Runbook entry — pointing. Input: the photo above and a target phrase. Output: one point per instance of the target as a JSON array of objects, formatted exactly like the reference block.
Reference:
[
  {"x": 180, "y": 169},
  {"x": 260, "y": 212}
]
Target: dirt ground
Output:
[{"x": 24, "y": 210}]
== == ==
Each record above should be returned exactly as it appears.

Runbook entry — pointing. Input: the photo above and a target phrase. Output: one point per instance of the target as a JSON array of objects, formatted exactly like the reference block.
Reference:
[
  {"x": 180, "y": 169},
  {"x": 260, "y": 212}
]
Target: dirt ground
Output:
[{"x": 24, "y": 210}]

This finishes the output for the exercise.